◆ Exercise objective: The answer consists only of the lines from the beginning of the listing below to the line holding "Tag the frosted", inclusive, with every picture removed.
[Start of section]
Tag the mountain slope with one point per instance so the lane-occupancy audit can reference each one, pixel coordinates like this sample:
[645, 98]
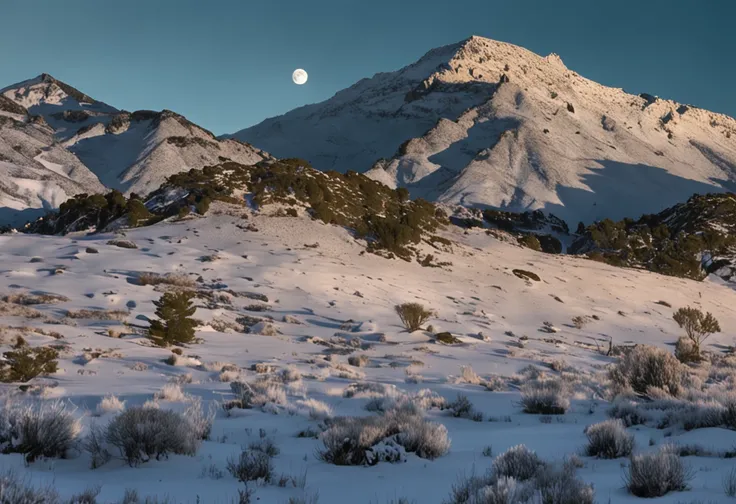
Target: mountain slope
[46, 123]
[36, 173]
[136, 152]
[28, 192]
[486, 123]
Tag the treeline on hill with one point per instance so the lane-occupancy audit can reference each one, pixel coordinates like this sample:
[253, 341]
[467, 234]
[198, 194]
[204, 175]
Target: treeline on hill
[532, 229]
[387, 218]
[94, 212]
[688, 240]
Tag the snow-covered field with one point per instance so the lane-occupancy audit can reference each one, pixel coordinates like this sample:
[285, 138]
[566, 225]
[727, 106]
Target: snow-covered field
[322, 294]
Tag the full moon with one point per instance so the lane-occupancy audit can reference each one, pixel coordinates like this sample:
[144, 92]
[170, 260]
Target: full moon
[299, 76]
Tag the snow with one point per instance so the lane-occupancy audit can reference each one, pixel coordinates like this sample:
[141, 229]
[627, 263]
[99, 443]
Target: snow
[316, 287]
[516, 145]
[29, 192]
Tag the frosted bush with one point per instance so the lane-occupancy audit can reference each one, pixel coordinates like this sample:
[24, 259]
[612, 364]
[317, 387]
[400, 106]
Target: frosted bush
[14, 490]
[171, 392]
[290, 374]
[251, 465]
[200, 422]
[258, 394]
[368, 389]
[656, 474]
[470, 376]
[265, 445]
[558, 485]
[427, 439]
[142, 433]
[645, 366]
[517, 462]
[38, 429]
[348, 440]
[316, 410]
[545, 397]
[503, 491]
[228, 376]
[609, 440]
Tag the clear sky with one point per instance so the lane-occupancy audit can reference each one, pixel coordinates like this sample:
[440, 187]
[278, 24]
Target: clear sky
[226, 64]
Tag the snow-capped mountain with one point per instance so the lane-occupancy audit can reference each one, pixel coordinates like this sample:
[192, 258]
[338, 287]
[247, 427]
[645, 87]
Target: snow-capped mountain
[486, 123]
[136, 152]
[76, 144]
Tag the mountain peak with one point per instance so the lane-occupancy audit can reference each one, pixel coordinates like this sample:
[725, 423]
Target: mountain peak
[46, 90]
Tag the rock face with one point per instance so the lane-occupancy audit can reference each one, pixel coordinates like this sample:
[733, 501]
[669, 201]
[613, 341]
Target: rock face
[489, 124]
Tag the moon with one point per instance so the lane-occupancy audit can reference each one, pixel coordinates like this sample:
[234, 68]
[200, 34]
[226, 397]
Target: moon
[299, 76]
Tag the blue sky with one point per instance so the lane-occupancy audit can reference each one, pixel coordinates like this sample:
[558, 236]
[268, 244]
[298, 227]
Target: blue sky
[226, 64]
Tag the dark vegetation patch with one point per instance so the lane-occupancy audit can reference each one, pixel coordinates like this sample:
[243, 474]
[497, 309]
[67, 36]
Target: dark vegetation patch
[386, 218]
[689, 240]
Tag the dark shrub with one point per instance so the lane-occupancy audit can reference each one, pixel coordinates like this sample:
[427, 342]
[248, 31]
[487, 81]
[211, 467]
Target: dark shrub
[25, 363]
[175, 326]
[413, 315]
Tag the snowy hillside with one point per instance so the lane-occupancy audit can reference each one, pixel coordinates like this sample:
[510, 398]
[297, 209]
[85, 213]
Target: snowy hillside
[293, 308]
[136, 152]
[45, 123]
[38, 173]
[28, 192]
[487, 123]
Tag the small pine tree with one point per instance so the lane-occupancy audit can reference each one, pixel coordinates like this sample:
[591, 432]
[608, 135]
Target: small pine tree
[175, 326]
[413, 315]
[25, 363]
[697, 325]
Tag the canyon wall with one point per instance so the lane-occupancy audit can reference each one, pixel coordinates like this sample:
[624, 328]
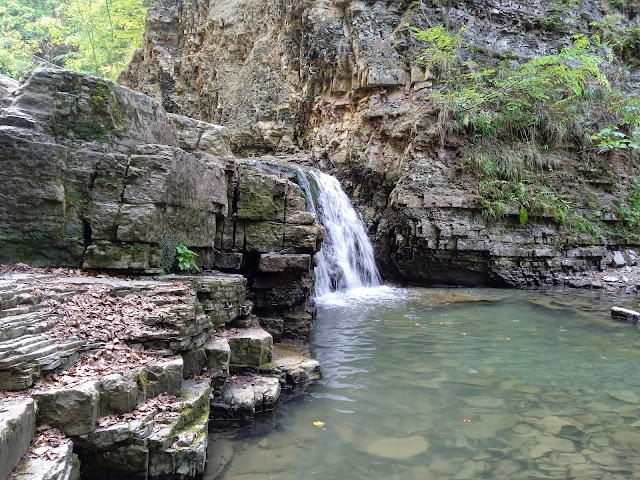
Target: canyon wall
[334, 85]
[95, 175]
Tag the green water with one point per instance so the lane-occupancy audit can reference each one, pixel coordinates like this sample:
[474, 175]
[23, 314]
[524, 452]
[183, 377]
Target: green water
[456, 384]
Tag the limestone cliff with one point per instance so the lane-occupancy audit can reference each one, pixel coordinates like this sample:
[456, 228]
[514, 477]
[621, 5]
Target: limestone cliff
[98, 176]
[333, 84]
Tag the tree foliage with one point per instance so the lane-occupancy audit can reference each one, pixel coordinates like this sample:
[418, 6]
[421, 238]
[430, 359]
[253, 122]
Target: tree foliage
[516, 114]
[94, 36]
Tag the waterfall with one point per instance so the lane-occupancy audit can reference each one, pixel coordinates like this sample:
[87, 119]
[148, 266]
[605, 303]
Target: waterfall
[346, 259]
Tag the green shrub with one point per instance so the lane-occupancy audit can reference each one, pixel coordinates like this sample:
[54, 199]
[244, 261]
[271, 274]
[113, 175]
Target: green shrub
[186, 258]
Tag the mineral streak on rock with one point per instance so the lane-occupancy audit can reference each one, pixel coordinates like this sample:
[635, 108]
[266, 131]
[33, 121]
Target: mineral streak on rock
[335, 85]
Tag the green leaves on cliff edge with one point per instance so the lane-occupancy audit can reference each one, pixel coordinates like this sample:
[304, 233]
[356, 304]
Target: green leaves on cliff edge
[93, 36]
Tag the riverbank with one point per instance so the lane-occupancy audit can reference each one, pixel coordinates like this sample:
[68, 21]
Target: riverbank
[122, 375]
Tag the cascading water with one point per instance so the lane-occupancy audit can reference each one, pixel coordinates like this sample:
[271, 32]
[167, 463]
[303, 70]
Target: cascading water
[346, 259]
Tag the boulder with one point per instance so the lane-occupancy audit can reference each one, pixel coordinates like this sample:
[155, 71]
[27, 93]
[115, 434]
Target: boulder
[17, 422]
[165, 377]
[625, 315]
[250, 347]
[119, 393]
[218, 354]
[72, 410]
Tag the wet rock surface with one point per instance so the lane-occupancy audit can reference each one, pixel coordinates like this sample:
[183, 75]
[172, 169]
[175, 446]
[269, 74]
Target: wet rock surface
[335, 85]
[134, 401]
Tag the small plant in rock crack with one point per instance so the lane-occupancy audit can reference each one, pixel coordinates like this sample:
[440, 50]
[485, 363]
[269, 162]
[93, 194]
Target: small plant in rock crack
[186, 258]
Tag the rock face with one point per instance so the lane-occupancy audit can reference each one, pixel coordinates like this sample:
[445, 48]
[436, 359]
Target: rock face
[17, 421]
[93, 174]
[336, 82]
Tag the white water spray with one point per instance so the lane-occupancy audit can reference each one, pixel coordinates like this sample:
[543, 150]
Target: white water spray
[346, 260]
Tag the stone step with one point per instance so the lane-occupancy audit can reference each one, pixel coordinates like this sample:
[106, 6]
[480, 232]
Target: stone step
[625, 315]
[163, 439]
[26, 324]
[40, 349]
[244, 396]
[250, 347]
[295, 369]
[17, 421]
[8, 347]
[74, 409]
[20, 372]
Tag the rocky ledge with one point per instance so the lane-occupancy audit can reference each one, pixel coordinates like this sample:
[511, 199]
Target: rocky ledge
[120, 377]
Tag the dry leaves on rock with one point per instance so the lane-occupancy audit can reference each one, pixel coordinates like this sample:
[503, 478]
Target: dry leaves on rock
[97, 316]
[160, 407]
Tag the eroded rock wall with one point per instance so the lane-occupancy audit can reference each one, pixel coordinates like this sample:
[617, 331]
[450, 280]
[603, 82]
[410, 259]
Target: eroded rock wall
[98, 176]
[333, 84]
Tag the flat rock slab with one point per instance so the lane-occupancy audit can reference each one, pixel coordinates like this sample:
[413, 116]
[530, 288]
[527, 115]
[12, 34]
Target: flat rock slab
[17, 421]
[57, 463]
[485, 401]
[73, 411]
[251, 346]
[625, 315]
[296, 368]
[218, 354]
[398, 448]
[624, 396]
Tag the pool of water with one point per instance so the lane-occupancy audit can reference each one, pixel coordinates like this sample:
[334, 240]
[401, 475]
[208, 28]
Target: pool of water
[455, 384]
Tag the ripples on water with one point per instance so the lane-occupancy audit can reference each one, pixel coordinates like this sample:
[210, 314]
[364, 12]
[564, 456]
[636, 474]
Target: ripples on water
[457, 384]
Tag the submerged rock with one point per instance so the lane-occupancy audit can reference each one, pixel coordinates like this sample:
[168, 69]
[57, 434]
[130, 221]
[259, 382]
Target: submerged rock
[398, 448]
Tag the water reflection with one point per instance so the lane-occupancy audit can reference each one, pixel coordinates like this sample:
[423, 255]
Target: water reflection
[457, 384]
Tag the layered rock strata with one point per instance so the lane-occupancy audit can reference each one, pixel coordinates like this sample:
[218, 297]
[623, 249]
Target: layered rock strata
[97, 176]
[154, 360]
[335, 85]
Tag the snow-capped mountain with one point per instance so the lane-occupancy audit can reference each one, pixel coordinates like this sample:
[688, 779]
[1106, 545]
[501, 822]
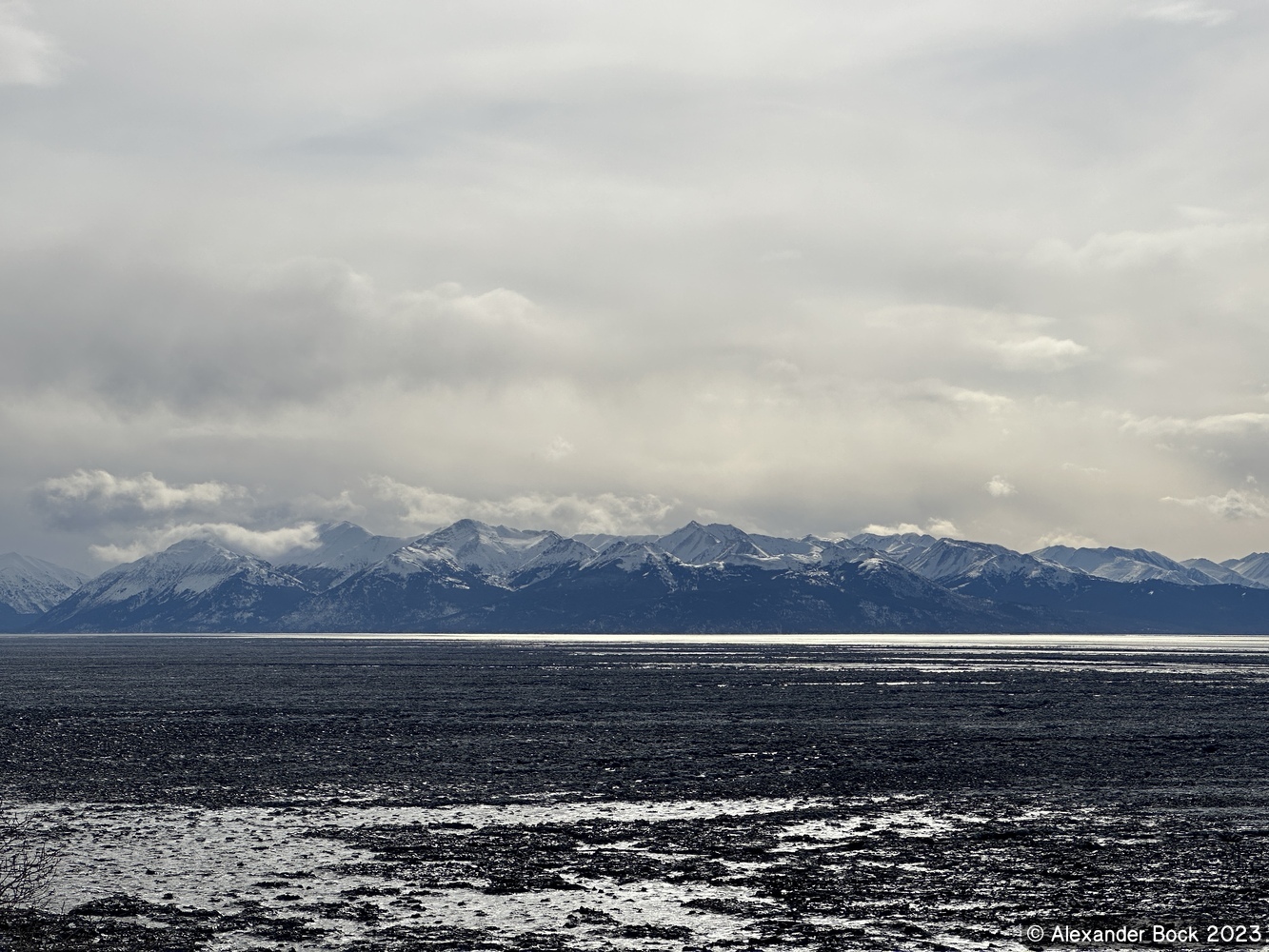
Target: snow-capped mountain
[476, 578]
[340, 550]
[1222, 574]
[494, 551]
[902, 547]
[193, 585]
[1124, 565]
[30, 586]
[1254, 566]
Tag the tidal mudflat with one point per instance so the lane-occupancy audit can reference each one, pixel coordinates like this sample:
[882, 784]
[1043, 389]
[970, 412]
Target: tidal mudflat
[414, 794]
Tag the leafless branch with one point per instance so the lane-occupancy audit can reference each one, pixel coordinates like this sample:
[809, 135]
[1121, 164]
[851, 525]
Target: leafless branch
[28, 863]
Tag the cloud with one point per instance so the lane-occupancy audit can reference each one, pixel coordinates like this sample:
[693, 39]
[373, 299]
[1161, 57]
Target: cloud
[306, 330]
[1187, 11]
[962, 337]
[266, 544]
[27, 57]
[1219, 425]
[1237, 505]
[999, 486]
[937, 527]
[90, 498]
[1042, 353]
[605, 512]
[788, 254]
[967, 398]
[1123, 250]
[559, 448]
[1061, 537]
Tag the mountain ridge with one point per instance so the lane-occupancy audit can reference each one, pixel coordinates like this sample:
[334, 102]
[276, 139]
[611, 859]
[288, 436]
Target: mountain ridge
[479, 578]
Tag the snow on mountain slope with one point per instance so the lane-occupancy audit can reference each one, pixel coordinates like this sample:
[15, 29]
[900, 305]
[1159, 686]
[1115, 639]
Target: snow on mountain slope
[959, 560]
[187, 567]
[343, 546]
[342, 550]
[1254, 566]
[1223, 575]
[705, 545]
[902, 547]
[631, 556]
[1124, 565]
[31, 585]
[599, 541]
[193, 585]
[494, 551]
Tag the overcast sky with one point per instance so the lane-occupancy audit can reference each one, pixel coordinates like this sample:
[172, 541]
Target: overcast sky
[990, 268]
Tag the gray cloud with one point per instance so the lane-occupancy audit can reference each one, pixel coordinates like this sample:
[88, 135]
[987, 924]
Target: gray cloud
[27, 56]
[91, 498]
[806, 266]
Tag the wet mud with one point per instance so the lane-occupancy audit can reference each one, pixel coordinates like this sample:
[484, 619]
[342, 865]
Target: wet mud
[214, 794]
[End of section]
◆ Reply:
Tag the mountain slope with one point per instance so the lane-occupancy audit can reference each one, pixel coordinates like this sample:
[645, 98]
Target: mountain slope
[46, 123]
[36, 173]
[136, 152]
[28, 192]
[486, 123]
Tag the treeline on hill with one point per instance so the lane-occupancy audit can reference each one, pixel coordinates like this sample:
[253, 341]
[467, 234]
[198, 194]
[204, 175]
Target: treeline on hill
[532, 229]
[387, 218]
[94, 212]
[688, 240]
Tag the snow-covered field with one point per instance so the lane-occupancy audit can reference each one, pixel coordinates like this sample:
[285, 138]
[566, 225]
[727, 106]
Target: snow-covered field
[322, 294]
Tag the full moon with one point per instance so the lane-occupancy audit can reference each one, pixel coordinates like this sample:
[144, 92]
[170, 260]
Target: full moon
[299, 76]
Tag the snow with one point per instance so the lane-occupancy audit can reference each one, pixel coordinates like this sample:
[141, 229]
[627, 263]
[99, 443]
Target: snow
[316, 287]
[516, 145]
[29, 192]
Tag the frosted bush with one point per instance so the lane-occupancy audit can reference each one, pixel coordinates like this sample:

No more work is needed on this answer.